-- START OF Extracted material --
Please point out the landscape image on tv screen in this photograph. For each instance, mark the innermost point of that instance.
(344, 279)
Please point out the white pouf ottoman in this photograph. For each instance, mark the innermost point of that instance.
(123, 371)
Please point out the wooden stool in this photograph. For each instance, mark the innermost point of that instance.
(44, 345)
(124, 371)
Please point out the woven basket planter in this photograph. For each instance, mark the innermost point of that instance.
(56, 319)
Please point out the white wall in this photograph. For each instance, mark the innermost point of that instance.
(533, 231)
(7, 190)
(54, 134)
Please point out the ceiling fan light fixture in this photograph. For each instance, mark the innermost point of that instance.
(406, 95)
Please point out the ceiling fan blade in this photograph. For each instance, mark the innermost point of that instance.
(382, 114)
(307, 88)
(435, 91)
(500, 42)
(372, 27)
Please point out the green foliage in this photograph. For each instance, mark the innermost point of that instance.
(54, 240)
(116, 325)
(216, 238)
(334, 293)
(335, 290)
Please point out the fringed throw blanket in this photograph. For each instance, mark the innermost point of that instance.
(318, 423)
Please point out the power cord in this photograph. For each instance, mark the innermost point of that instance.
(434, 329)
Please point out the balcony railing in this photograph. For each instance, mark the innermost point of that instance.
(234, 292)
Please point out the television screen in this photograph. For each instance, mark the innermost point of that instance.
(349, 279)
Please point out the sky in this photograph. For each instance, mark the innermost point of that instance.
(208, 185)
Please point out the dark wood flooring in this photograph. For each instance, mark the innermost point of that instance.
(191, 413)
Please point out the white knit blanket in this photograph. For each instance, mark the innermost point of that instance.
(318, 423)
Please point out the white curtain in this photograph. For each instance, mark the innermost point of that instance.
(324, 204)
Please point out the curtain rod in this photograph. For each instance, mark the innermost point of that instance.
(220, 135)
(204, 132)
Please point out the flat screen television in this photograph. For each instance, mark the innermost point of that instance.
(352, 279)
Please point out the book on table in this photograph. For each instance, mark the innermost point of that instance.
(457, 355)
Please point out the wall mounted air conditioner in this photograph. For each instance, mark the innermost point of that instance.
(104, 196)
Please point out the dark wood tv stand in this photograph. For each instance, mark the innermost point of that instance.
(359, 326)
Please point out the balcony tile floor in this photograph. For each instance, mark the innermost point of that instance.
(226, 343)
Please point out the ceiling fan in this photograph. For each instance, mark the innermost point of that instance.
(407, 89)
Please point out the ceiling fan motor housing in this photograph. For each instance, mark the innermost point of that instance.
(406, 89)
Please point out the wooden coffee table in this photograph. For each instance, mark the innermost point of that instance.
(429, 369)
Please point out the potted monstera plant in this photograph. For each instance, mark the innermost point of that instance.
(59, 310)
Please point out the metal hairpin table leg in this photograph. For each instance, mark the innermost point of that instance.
-- END OF Extracted material --
[What you should do]:
Locate "Please point out the flat" in the data above. Then repeat, exactly, its line and each line after it through the last, adding nothing.

[The solution]:
Please point out the flat screen television in this photograph. For each instance, mark the innermost point of that instance.
(352, 279)
Please point out the book on table in this photograph. For each instance, mark the innermost point of that instance.
(457, 355)
Please point out the wall mounted air conditioner in this photograph. For each instance, mark the innermost point of that instance.
(104, 196)
Please point out the dark wood tv stand in this photograph. For each instance, mark the innermost point of that instance.
(359, 326)
Please point out the balcony tile floor in this photograph. For each instance, mark the innermost point of that instance.
(226, 343)
Please point out the ceiling fan in this photograph. For each instance, mark the innermost point of that instance.
(407, 89)
Please point out the ceiling fan motor housing in this photograph. For each instance, mark the innermost point of that instance.
(406, 89)
Please point out the wooden coffee table in this photograph. For each instance, mark the innermost point of that instance.
(429, 369)
Please point out the potted monstera plant in this photograph. For each instance, mark the innermost point of that instance.
(59, 310)
Please point out the metal hairpin table leg in this photograph. For each instance, mark the innermost point of that instance.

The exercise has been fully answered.